+++ Passage provided +++
A personal injury trust (PI Trust) is a legal mechanism where money arising from a personal injury or clinical negligence compensation claim is held by people called trustees, for the benefit of an injured or disabled individual (also known as the beneficiary).

There are numerous types of trusts which can be formed under the law. However a PI Trust is known as a bare trust and is distinct for the following reasons:

  • it is made up of funds only deriving from a payment arising out of personal injury/clinical negligence (compensation money, charitable payments, life policy insurance pay outs);
  • the person setting up the trust (called the settlor) will be the injured party (beneficiary);
  • that person will be the sole or one of the beneficiaries of the trust.

PI Trusts are most frequently created by those who have mental capacity to manage their own affairs.

On receipt of compensation money, it is very important to obtain advice on how to protect those funds. A significant benefit of compensation money being held within a PI Trust is that the money is excluded from assessments for means tested benefits and social services assistance. The ‘ringfencing’ of the fund in this manner, allows the injured party to continue to receive the benefit of that state funding, whilst using the PI Trust to meet the cost of additional needs.

When setting up a PI Trust, it is usual practice for a trust deed to be drawn up by a solicitor detailing the terms of a trust. Trustees can either be lay (for example family members or close friends) or a professional (solicitor) or a mixture of the two. There are various benefits to having your trust managed by a professional, especially if it involves investing and accounting for large sums of money. We can guide you through this important decision.

The powers of the trustees are generally contained in the trust deed. Legislation also sets the standard by which trustees should manage the fund, together with general trustee accountability.

Being a trustee is an important responsibility and trustees must ensure they meet certain legal duties. They must act honestly, with a duty of care and in accordance with the law. Of upmost importance, they must act in the best interest of the injured individual.

It is very important to choose the right trustees, as they will have full control over the PI Trust and the funds held within it. The trustees chosen must be able to work well together and act in the best interests of the person for whom the funds are held.
+++ Information supplied +++
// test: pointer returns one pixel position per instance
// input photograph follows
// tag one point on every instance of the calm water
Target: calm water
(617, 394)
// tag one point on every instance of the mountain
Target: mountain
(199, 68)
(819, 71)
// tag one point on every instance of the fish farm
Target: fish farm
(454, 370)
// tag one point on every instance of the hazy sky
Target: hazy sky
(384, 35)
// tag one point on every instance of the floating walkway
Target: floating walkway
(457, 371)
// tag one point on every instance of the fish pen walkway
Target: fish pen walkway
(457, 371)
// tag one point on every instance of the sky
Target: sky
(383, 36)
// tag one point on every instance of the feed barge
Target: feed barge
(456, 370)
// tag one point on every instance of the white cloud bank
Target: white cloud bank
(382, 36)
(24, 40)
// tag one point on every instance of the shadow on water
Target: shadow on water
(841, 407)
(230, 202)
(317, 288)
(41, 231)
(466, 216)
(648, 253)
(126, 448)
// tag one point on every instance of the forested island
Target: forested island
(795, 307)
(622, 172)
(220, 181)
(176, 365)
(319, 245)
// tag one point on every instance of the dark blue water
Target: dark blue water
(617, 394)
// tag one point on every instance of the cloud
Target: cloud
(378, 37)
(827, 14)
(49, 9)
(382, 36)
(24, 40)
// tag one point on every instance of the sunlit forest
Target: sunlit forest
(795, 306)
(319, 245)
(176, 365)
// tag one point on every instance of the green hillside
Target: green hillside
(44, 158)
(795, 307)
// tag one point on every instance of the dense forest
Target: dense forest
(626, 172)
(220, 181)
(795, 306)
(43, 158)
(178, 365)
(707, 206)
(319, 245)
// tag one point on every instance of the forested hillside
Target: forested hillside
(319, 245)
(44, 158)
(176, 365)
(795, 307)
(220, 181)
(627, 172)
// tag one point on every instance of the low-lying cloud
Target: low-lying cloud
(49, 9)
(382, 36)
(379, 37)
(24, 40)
+++
● **Tasks to perform**
[1] From the passage on personal injury trusts, reproduce word for word the part starting with "A personal injury trust" and going on through "of the trust.".
[2] Decide whether each statement agrees with the passage on personal injury trusts. Answer yes or no, and quote the words of the passage that settle it.
(a) PI Trusts are most often set up by people who have the mental capacity to manage their own affairs.
(b) Trustees of a PI Trust must be professionals.
(c) The settlor of a PI Trust is the injured party.
[3] Answer these questions from the passage on personal injury trusts.
(a) What kind of trust is a PI Trust known as?
(b) Who usually draws up the trust deed?
(c) Where are the powers of the trustees generally contained?

● **Task-by-task outputs**
[1]
A personal injury trust (PI Trust) is a legal mechanism where money arising from a personal injury or clinical negligence compensation claim is held by people called trustees, for the benefit of an injured or disabled individual (also known as the beneficiary).

There are numerous types of trusts which can be formed under the law. However a PI Trust is known as a bare trust and is distinct for the following reasons:

  • it is made up of funds only deriving from a payment arising out of personal injury/clinical negligence (compensation money, charitable payments, life policy insurance pay outs);
  • the person setting up the trust (called the settlor) will be the injured party (beneficiary);
  • that person will be the sole or one of the beneficiaries of the trust.

[2]
(a) Yes: "PI Trusts are most frequently created by those who have mental capacity to manage their own affairs."
(b) No: "Trustees can either be lay (for example family members or close friends) or a professional (solicitor) or a mixture of the two."
(c) Yes: "the person setting up the trust (called the settlor) will be the injured party (beneficiary)"

[3]
(a) A bare trust.
(b) A solicitor.
(c) In the trust deed.